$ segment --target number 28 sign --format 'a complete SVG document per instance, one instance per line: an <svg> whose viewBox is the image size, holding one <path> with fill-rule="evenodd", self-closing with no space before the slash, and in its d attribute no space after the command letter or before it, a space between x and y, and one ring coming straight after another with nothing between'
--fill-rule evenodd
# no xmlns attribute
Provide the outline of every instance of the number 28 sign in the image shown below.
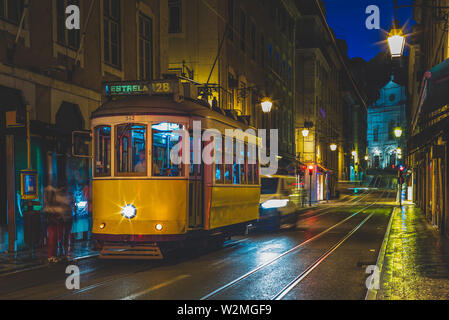
<svg viewBox="0 0 449 320"><path fill-rule="evenodd" d="M175 87L175 82L169 80L110 82L104 84L104 95L114 97L174 94Z"/></svg>

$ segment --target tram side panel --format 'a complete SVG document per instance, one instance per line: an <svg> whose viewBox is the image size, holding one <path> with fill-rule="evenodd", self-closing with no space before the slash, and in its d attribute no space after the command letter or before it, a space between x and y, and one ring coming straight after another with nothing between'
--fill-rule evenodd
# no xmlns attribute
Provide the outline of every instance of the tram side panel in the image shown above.
<svg viewBox="0 0 449 320"><path fill-rule="evenodd" d="M185 180L95 180L93 233L98 235L180 235L187 232ZM122 216L132 204L136 217ZM156 225L162 225L157 230ZM101 226L104 226L102 229Z"/></svg>
<svg viewBox="0 0 449 320"><path fill-rule="evenodd" d="M211 230L256 221L259 217L259 186L211 188Z"/></svg>

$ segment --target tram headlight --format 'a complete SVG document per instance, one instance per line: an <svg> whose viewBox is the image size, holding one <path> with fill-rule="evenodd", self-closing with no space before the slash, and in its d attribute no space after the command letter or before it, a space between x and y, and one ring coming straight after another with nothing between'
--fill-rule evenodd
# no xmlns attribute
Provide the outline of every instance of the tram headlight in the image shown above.
<svg viewBox="0 0 449 320"><path fill-rule="evenodd" d="M156 230L157 230L157 231L162 231L162 229L164 229L164 226L163 226L162 224L158 223L158 224L156 225Z"/></svg>
<svg viewBox="0 0 449 320"><path fill-rule="evenodd" d="M136 214L137 214L137 209L132 204L128 204L122 209L122 215L127 219L135 218Z"/></svg>
<svg viewBox="0 0 449 320"><path fill-rule="evenodd" d="M285 199L285 200L276 200L276 199L268 200L268 201L265 201L264 203L262 203L262 208L264 208L264 209L284 208L284 207L287 206L289 201L290 200L288 200L288 199Z"/></svg>

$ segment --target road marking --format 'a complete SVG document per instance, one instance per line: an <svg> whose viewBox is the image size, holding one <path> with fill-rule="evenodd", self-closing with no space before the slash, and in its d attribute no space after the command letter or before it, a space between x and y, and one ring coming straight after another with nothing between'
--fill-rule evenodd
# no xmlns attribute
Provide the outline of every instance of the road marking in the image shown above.
<svg viewBox="0 0 449 320"><path fill-rule="evenodd" d="M186 278L190 278L190 277L191 277L191 276L190 276L190 275L187 275L187 274L181 275L181 276L178 276L178 277L173 278L173 279L171 279L171 280L168 280L168 281L162 282L162 283L160 283L160 284L157 284L157 285L155 285L155 286L153 286L153 287L151 287L151 288L149 288L149 289L147 289L147 290L144 290L144 291L141 291L141 292L132 294L132 295L130 295L130 296L127 296L127 297L125 297L125 298L123 298L123 299L121 299L121 300L135 300L135 299L137 299L137 298L140 297L140 296L143 296L143 295L148 294L148 293L150 293L150 292L159 290L159 289L161 289L161 288L163 288L163 287L166 287L166 286L169 286L169 285L171 285L171 284L173 284L173 283L175 283L175 282L177 282L177 281L180 281L180 280L183 280L183 279L186 279Z"/></svg>

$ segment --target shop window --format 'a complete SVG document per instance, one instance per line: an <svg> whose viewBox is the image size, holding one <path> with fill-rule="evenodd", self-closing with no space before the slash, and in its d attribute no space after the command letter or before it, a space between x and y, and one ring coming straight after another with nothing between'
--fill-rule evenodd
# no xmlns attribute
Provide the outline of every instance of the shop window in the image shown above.
<svg viewBox="0 0 449 320"><path fill-rule="evenodd" d="M182 136L176 131L183 126L176 123L158 123L152 126L153 132L153 176L155 177L182 177L184 170L182 164L174 164L171 152L182 143ZM182 148L179 150L182 157Z"/></svg>
<svg viewBox="0 0 449 320"><path fill-rule="evenodd" d="M95 128L95 176L111 175L111 127Z"/></svg>
<svg viewBox="0 0 449 320"><path fill-rule="evenodd" d="M123 124L117 126L116 169L118 175L146 176L146 135L144 125Z"/></svg>

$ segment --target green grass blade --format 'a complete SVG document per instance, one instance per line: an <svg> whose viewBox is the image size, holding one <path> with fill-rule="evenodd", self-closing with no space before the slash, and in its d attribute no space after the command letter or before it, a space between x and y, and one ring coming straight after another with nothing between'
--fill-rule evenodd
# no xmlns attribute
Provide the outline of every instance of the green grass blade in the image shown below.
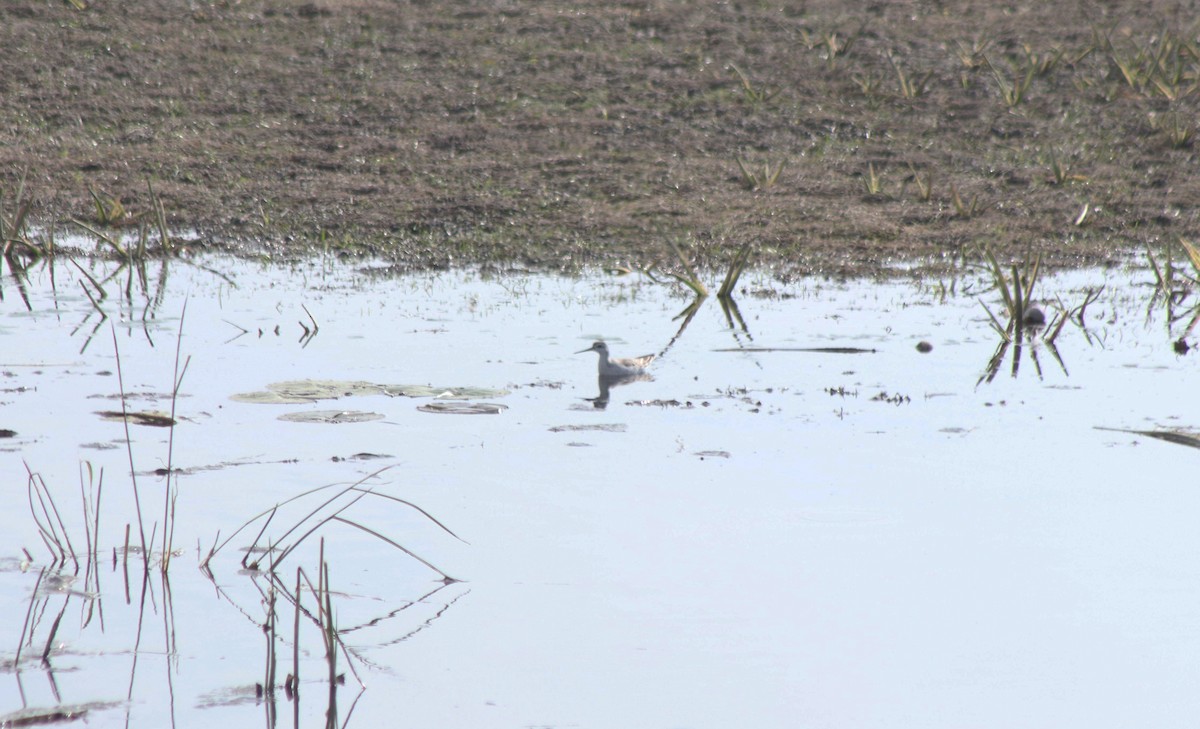
<svg viewBox="0 0 1200 729"><path fill-rule="evenodd" d="M725 274L725 280L721 283L721 288L717 291L718 299L724 299L733 295L738 278L741 277L742 271L746 269L746 263L749 260L750 244L747 243L737 252L737 255L733 258L733 262L729 265L729 271Z"/></svg>

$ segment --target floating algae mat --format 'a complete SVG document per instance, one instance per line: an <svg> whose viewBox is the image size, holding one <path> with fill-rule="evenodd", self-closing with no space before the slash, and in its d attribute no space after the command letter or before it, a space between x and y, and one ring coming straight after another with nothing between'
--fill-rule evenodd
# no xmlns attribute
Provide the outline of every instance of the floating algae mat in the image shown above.
<svg viewBox="0 0 1200 729"><path fill-rule="evenodd" d="M323 423L327 425L342 425L345 423L368 423L372 420L382 420L380 413L367 413L361 410L307 410L302 413L285 413L280 420L289 423Z"/></svg>
<svg viewBox="0 0 1200 729"><path fill-rule="evenodd" d="M423 413L440 415L499 415L507 409L507 405L491 402L464 402L462 400L438 401L417 406L417 410Z"/></svg>
<svg viewBox="0 0 1200 729"><path fill-rule="evenodd" d="M319 400L338 400L364 395L389 397L436 397L443 400L467 400L479 397L503 397L506 390L483 387L433 387L431 385L380 385L350 380L289 380L274 382L259 392L230 395L237 402L260 405L294 405Z"/></svg>
<svg viewBox="0 0 1200 729"><path fill-rule="evenodd" d="M343 397L382 394L382 386L370 382L348 380L289 380L273 382L260 392L230 395L230 400L259 405L295 405L319 400L338 400Z"/></svg>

= = = = = = =

• _Aim of the task_:
Everything but the pictures is needed: copy the data above exactly.

• _Output of the task_:
$ segment --target number 28 sign --format 'a complete SVG document per instance, one instance per line: an <svg> whose viewBox is the image size, holding one <path> with fill-rule="evenodd", self-closing with no space before the slash, and in its d attribute no space after the command letter or before it, a space between x and y, and one ring coming straight after another with nothing between'
--fill-rule evenodd
# no xmlns attribute
Provide the outline of every instance of the number 28 sign in the image shown below.
<svg viewBox="0 0 449 320"><path fill-rule="evenodd" d="M175 87L175 82L169 80L110 82L104 84L104 95L114 97L174 94Z"/></svg>

$ segment --target tram side panel --format 'a complete SVG document per instance, one instance per line: an <svg> whose viewBox is the image size, holding one <path> with fill-rule="evenodd", self-closing with no space before the slash, and in its d attribute no space after the command letter or before it, a space between x and y, and one ring coming straight after another with nothing between'
--fill-rule evenodd
# no xmlns attribute
Provide the outline of every instance of the tram side panel in the image shown above.
<svg viewBox="0 0 449 320"><path fill-rule="evenodd" d="M185 180L95 180L93 233L98 235L180 235L187 232ZM122 216L132 204L136 217ZM156 225L162 225L157 230ZM101 226L104 226L102 229Z"/></svg>
<svg viewBox="0 0 449 320"><path fill-rule="evenodd" d="M211 230L256 221L259 217L259 186L211 188Z"/></svg>

$ segment --target tram headlight --format 'a complete SVG document per instance, one instance per line: an <svg> whose viewBox is the image size, holding one <path> with fill-rule="evenodd", self-closing with no space before the slash, and in its d attribute no space after the command letter or before it, a space between x and y, and one ring coming straight after another with nothing between'
--fill-rule evenodd
# no xmlns attribute
Provide the outline of every instance of the tram headlight in the image shown above.
<svg viewBox="0 0 449 320"><path fill-rule="evenodd" d="M156 230L157 230L157 231L162 231L162 229L164 229L164 226L163 226L162 224L158 223L158 224L156 225Z"/></svg>
<svg viewBox="0 0 449 320"><path fill-rule="evenodd" d="M136 214L137 214L137 209L132 204L128 204L122 209L122 215L127 219L135 218Z"/></svg>
<svg viewBox="0 0 449 320"><path fill-rule="evenodd" d="M285 199L285 200L276 200L276 199L268 200L268 201L265 201L264 203L262 203L262 208L264 208L264 209L284 208L284 207L287 206L289 201L290 200L288 200L288 199Z"/></svg>

$ segment --target road marking --format 'a complete SVG document per instance, one instance per line: an <svg> whose viewBox is the image size, holding one <path> with fill-rule="evenodd", self-closing with no space before the slash, and in its d attribute no space after the command letter or before it, a space between x and y, and one ring coming straight after another with nothing between'
--fill-rule evenodd
# no xmlns attribute
Provide the outline of every instance of the road marking in the image shown above.
<svg viewBox="0 0 449 320"><path fill-rule="evenodd" d="M186 278L190 278L190 277L191 277L191 276L190 276L190 275L187 275L187 274L181 275L181 276L178 276L178 277L173 278L173 279L171 279L171 280L168 280L168 281L162 282L162 283L160 283L160 284L157 284L157 285L155 285L155 286L153 286L153 287L151 287L151 288L149 288L149 289L147 289L147 290L144 290L144 291L141 291L141 292L132 294L132 295L130 295L130 296L127 296L127 297L125 297L125 298L123 298L123 299L121 299L121 300L135 300L135 299L137 299L137 298L140 297L140 296L143 296L143 295L148 294L148 293L150 293L150 292L159 290L159 289L161 289L161 288L163 288L163 287L166 287L166 286L169 286L169 285L171 285L171 284L173 284L173 283L175 283L175 282L177 282L177 281L180 281L180 280L183 280L183 279L186 279Z"/></svg>

$ segment --target shop window --format 'a complete SVG document per instance, one instance per line: an <svg> whose viewBox is the image size, holding one <path> with fill-rule="evenodd", self-closing with no space before the slash, and in its d attribute no space after the command letter or before it, a space between x and y, and one ring coming straight after another with nothing between'
--fill-rule evenodd
# no xmlns attribute
Provide the outline of every instance of the shop window in the image shown above.
<svg viewBox="0 0 449 320"><path fill-rule="evenodd" d="M182 136L176 131L183 126L176 123L158 123L152 126L153 132L153 176L155 177L182 177L184 170L182 164L174 164L171 152L182 143ZM182 148L179 150L182 157Z"/></svg>
<svg viewBox="0 0 449 320"><path fill-rule="evenodd" d="M95 128L95 176L111 175L111 127Z"/></svg>
<svg viewBox="0 0 449 320"><path fill-rule="evenodd" d="M123 124L117 126L116 169L118 175L146 176L146 135L144 125Z"/></svg>

$ segment --target green grass blade --format 'a complete SVG document per instance, one instance per line: an <svg> whose viewBox is the image size, holding one <path> with fill-rule="evenodd", self-closing with no space before the slash, and in its d attribute no space after the command letter or before it, a space between x and y, and one ring coming straight after another with nothing between'
--fill-rule evenodd
# no xmlns attribute
Provide the outline of every instance of the green grass blade in the image shown below.
<svg viewBox="0 0 1200 729"><path fill-rule="evenodd" d="M725 274L725 280L721 283L721 288L717 291L718 299L724 299L733 295L738 278L741 277L742 271L746 269L746 263L749 260L750 244L747 243L737 252L737 255L733 258L733 262L729 265L729 271Z"/></svg>

$ segment --target floating algae mat --format 'a complete SVG document per instance, one instance per line: an <svg> whose viewBox is the image size, holding one <path> with fill-rule="evenodd", self-closing with no space before the slash, and in its d attribute no space after the command letter or before it, a space between x and y, and one ring coming straight after another with nothing between'
--fill-rule evenodd
# no xmlns attribute
Provide the outline of every instance of the floating algae mat in the image shown above.
<svg viewBox="0 0 1200 729"><path fill-rule="evenodd" d="M323 423L327 425L342 425L345 423L368 423L372 420L382 420L380 413L367 413L361 410L307 410L302 413L285 413L280 420L289 423Z"/></svg>
<svg viewBox="0 0 1200 729"><path fill-rule="evenodd" d="M423 413L440 415L499 415L507 409L507 405L491 402L464 402L462 400L438 401L417 406L417 410Z"/></svg>
<svg viewBox="0 0 1200 729"><path fill-rule="evenodd" d="M319 400L338 400L364 395L389 397L436 397L443 400L467 400L479 397L503 397L506 390L483 387L433 387L431 385L380 385L350 380L289 380L274 382L259 392L230 395L237 402L260 405L294 405Z"/></svg>
<svg viewBox="0 0 1200 729"><path fill-rule="evenodd" d="M343 397L382 394L382 386L370 382L348 380L289 380L273 382L260 392L230 395L230 400L259 405L295 405L319 400L338 400Z"/></svg>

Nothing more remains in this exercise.